## BEGIN

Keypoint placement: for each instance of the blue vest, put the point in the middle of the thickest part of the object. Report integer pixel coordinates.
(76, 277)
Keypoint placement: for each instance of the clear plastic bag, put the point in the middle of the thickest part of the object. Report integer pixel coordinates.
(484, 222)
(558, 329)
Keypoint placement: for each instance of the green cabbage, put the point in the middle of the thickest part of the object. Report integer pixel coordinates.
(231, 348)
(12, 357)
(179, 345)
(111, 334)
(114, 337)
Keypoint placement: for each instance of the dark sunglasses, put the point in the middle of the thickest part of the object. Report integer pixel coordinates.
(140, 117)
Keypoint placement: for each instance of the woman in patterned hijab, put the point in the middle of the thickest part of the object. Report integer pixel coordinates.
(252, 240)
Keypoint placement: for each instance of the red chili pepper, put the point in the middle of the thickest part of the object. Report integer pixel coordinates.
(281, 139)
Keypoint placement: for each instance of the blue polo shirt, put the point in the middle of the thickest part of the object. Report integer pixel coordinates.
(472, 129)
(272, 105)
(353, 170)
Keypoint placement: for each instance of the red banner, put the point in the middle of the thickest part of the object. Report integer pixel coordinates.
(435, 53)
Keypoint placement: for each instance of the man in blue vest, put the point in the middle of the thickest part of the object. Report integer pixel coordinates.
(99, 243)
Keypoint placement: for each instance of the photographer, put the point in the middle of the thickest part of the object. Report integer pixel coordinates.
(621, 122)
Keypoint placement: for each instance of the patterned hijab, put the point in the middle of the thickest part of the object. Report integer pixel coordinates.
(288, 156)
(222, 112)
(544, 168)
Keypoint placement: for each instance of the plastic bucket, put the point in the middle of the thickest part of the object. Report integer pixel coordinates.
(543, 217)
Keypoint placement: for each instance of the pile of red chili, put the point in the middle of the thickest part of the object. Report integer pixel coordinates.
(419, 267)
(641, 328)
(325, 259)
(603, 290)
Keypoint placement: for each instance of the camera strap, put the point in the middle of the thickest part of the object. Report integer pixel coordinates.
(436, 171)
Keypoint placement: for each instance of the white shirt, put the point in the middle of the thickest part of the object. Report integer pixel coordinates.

## END

▶ [Required work] Starting with the line that contains "Keypoint placement: for each instance of the patterned" and ending with the last line, set out each line as one string in a JSON list, leaving out any blank lines.

▶ [Solution for this task]
[
  "Keypoint placement: for each instance of the patterned hijab, put the point in the middle of the thickest part of the object. Report integer pixel coordinates.",
  "(288, 156)",
  "(222, 112)",
  "(544, 168)",
  "Keypoint placement: for each instance of the plastic bucket, put the point in the middle of the thickest part of the object. Report integer pixel coordinates.",
  "(543, 217)",
  "Keypoint placement: for each instance of the pile of red chili, put the point in the middle of the thickest part of the object. Report integer pixel coordinates.",
  "(419, 267)",
  "(641, 328)",
  "(325, 259)",
  "(603, 290)",
  "Keypoint placement: for each instance of the camera strap, put the point in the middle of the thickest part of the object. Report integer pixel coordinates.",
  "(436, 171)",
  "Keypoint placement: for each instance of the white shirt, put the point in the middle of the thickest part of the object. Report integer pixel coordinates."
]